> [DATA RECORDS]:
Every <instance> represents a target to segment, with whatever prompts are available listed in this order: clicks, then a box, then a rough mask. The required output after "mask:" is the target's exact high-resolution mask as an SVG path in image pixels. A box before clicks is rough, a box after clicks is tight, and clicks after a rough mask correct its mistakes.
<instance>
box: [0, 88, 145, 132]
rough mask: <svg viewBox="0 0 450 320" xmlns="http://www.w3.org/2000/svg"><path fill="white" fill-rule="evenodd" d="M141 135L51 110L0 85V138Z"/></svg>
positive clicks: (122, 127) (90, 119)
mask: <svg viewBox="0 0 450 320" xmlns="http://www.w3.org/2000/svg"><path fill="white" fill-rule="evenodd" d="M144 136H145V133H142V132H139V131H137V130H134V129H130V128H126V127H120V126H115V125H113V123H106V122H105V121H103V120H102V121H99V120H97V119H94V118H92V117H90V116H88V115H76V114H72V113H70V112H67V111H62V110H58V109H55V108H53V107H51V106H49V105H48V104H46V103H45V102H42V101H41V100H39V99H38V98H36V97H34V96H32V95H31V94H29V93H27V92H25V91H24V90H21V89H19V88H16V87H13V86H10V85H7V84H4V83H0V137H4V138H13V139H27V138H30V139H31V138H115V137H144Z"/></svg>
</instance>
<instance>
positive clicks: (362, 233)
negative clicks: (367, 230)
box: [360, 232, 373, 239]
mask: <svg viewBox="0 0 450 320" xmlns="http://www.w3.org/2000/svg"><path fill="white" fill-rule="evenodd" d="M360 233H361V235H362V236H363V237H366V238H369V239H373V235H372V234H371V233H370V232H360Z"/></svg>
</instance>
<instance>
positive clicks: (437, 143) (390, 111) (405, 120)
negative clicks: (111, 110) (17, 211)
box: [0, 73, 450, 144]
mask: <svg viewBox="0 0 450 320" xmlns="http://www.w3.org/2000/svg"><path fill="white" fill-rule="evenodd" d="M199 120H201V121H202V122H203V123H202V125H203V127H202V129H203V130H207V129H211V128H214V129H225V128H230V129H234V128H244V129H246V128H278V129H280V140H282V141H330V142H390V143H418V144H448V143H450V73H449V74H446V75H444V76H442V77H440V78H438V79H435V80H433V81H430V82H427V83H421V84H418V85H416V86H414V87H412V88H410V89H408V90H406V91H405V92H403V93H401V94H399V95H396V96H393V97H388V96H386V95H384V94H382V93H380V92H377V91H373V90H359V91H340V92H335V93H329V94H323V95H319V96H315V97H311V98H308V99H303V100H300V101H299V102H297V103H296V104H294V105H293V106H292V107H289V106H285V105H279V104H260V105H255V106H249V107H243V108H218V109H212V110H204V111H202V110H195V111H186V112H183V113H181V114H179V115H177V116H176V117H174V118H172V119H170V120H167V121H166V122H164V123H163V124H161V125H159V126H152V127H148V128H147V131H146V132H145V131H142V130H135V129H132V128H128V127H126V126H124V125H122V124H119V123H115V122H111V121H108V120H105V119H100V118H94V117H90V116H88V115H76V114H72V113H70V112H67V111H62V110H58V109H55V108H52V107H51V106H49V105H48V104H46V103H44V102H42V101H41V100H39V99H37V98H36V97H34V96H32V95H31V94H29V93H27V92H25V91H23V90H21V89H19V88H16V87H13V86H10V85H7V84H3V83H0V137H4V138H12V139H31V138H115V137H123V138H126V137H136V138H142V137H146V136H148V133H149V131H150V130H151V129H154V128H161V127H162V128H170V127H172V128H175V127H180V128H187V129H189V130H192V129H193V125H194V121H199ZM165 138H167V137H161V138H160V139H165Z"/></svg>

> [ACTION ITEM]: Revise the lines above so that every "rough mask" becomes "coarse mask", and leave everything else unchanged.

> [THE COMPLETED TASK]:
Every <instance> represents a target to segment, with whatever prompts are available listed in this order: clicks, then a box, then a coarse mask. The required output after "mask:" is the target's exact high-resolution mask as an SVG path in image pixels. A box before clicks is rough, a box after clicks is tight, and clicks after a coarse mask correct its mistakes.
<instance>
box: [0, 88, 145, 132]
coarse mask: <svg viewBox="0 0 450 320" xmlns="http://www.w3.org/2000/svg"><path fill="white" fill-rule="evenodd" d="M141 135L51 110L0 85V138Z"/></svg>
positive clicks: (122, 127) (90, 119)
mask: <svg viewBox="0 0 450 320" xmlns="http://www.w3.org/2000/svg"><path fill="white" fill-rule="evenodd" d="M144 136H145V133H142V132H139V131H137V130H134V129H130V128H126V127H120V126H115V125H113V123H106V122H105V121H103V120H102V121H99V120H97V119H94V118H92V117H90V116H88V115H76V114H72V113H70V112H67V111H62V110H58V109H55V108H53V107H51V106H49V105H48V104H46V103H45V102H42V101H41V100H39V99H38V98H36V97H34V96H32V95H31V94H29V93H27V92H25V91H24V90H21V89H19V88H16V87H13V86H10V85H7V84H4V83H0V137H4V138H13V139H27V138H30V139H31V138H115V137H144Z"/></svg>
</instance>
<instance>
positive clicks: (362, 233)
negative clicks: (367, 230)
box: [360, 232, 373, 239]
mask: <svg viewBox="0 0 450 320" xmlns="http://www.w3.org/2000/svg"><path fill="white" fill-rule="evenodd" d="M360 233H361V235H362V236H363V237H366V238H369V239H373V235H372V234H371V233H370V232H360Z"/></svg>
</instance>
<instance>
positive clicks: (437, 143) (390, 111) (405, 120)
negative clicks: (111, 110) (17, 211)
box: [0, 73, 450, 144]
mask: <svg viewBox="0 0 450 320" xmlns="http://www.w3.org/2000/svg"><path fill="white" fill-rule="evenodd" d="M199 120H201V121H202V122H203V123H202V125H203V127H202V129H203V130H207V129H211V128H214V129H225V128H230V129H234V128H244V129H246V128H278V129H280V140H282V141H330V142H390V143H418V144H448V143H450V73H449V74H446V75H444V76H442V77H440V78H438V79H435V80H433V81H430V82H427V83H421V84H418V85H416V86H414V87H412V88H410V89H408V90H406V91H405V92H403V93H401V94H399V95H396V96H393V97H388V96H386V95H384V94H382V93H380V92H377V91H373V90H359V91H340V92H335V93H329V94H323V95H319V96H315V97H311V98H308V99H303V100H300V101H299V102H297V103H296V104H294V105H293V106H292V107H289V106H285V105H279V104H260V105H255V106H249V107H243V108H218V109H212V110H204V111H202V110H195V111H186V112H183V113H181V114H179V115H177V116H176V117H174V118H172V119H170V120H167V121H166V122H164V123H163V124H161V125H159V126H152V127H148V128H147V131H146V132H145V131H142V130H135V129H132V128H128V127H126V126H124V125H122V124H119V123H115V122H111V121H108V120H105V119H100V118H94V117H90V116H88V115H76V114H72V113H70V112H67V111H62V110H58V109H55V108H52V107H51V106H49V105H48V104H46V103H44V102H42V101H41V100H39V99H37V98H36V97H34V96H32V95H31V94H29V93H27V92H25V91H23V90H21V89H19V88H16V87H13V86H10V85H7V84H3V83H0V137H4V138H12V139H31V138H115V137H123V138H126V137H136V138H142V137H146V136H148V133H149V131H150V130H151V129H154V128H161V127H162V128H170V127H172V128H175V127H180V128H187V129H189V130H192V129H193V125H194V121H199ZM165 138H167V137H161V138H160V139H165Z"/></svg>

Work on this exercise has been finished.